> INPUT DATA:
__________________________________________________
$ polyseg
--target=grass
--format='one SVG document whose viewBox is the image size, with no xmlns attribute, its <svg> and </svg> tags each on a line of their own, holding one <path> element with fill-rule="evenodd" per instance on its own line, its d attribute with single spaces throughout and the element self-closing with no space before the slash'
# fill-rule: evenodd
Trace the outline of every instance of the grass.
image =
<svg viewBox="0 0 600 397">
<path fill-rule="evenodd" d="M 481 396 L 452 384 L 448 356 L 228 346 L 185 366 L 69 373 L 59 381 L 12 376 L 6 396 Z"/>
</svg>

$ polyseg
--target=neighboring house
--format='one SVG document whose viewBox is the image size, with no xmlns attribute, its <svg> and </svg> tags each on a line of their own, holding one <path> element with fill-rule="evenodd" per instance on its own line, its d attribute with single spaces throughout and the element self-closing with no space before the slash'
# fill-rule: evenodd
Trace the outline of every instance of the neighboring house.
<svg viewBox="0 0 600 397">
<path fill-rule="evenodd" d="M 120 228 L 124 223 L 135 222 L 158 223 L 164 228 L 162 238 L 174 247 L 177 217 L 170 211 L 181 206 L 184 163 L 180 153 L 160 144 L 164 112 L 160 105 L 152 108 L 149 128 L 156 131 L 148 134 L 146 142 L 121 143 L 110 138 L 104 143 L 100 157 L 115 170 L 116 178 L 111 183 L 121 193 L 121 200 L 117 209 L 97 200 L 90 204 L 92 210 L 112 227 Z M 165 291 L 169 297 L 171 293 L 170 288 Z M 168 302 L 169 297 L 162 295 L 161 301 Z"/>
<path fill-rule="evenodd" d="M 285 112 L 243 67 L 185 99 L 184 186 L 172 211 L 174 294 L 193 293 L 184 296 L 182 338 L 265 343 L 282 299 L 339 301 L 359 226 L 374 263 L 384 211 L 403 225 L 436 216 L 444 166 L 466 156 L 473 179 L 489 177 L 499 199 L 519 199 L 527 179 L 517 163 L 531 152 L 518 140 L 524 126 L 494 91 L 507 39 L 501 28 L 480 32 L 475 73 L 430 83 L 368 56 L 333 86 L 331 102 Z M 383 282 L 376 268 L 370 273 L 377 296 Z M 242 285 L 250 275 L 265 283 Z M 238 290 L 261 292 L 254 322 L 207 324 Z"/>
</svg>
__________________________________________________
> WHAT TO PRODUCE:
Write out the lines above from the one containing "Trace the outline of every instance of the grass." through the last, exactly as they are.

> WRITTEN RESPONSE:
Trace the outline of every instance of the grass.
image =
<svg viewBox="0 0 600 397">
<path fill-rule="evenodd" d="M 481 396 L 452 384 L 448 356 L 228 346 L 185 366 L 69 373 L 59 381 L 12 376 L 6 396 Z"/>
</svg>

$ polyseg
--target=neighboring house
--format='one SVG document whose viewBox is the image size, with no xmlns attribute, its <svg> and </svg> tags each on a line of their own, holding one <path> element with fill-rule="evenodd" per instance on its own line, its d attribute with single spaces throughout and the element self-closing with no space before the slash'
# fill-rule: evenodd
Trace the outline of every instance of the neighboring house.
<svg viewBox="0 0 600 397">
<path fill-rule="evenodd" d="M 120 228 L 124 223 L 135 222 L 158 223 L 164 228 L 162 238 L 174 247 L 177 217 L 170 211 L 181 206 L 184 163 L 180 153 L 160 144 L 164 112 L 160 105 L 152 108 L 149 128 L 156 131 L 148 134 L 146 142 L 121 143 L 110 138 L 104 143 L 100 157 L 115 170 L 116 178 L 111 183 L 121 193 L 121 200 L 117 209 L 97 200 L 90 204 L 92 210 L 112 227 Z M 165 291 L 169 297 L 171 293 L 170 288 Z M 168 302 L 169 297 L 162 295 L 161 301 Z"/>
<path fill-rule="evenodd" d="M 285 112 L 243 67 L 185 99 L 184 186 L 172 211 L 174 294 L 193 293 L 184 296 L 182 338 L 265 343 L 282 299 L 339 301 L 359 226 L 374 263 L 384 211 L 403 225 L 436 216 L 444 166 L 466 156 L 473 179 L 489 177 L 499 199 L 519 199 L 527 179 L 517 163 L 531 152 L 518 140 L 524 126 L 494 91 L 507 39 L 501 28 L 480 32 L 475 73 L 430 83 L 368 56 L 333 86 L 331 102 Z M 383 282 L 376 268 L 370 273 L 377 296 Z M 242 285 L 250 275 L 265 283 Z M 238 290 L 261 292 L 254 322 L 207 324 Z"/>
</svg>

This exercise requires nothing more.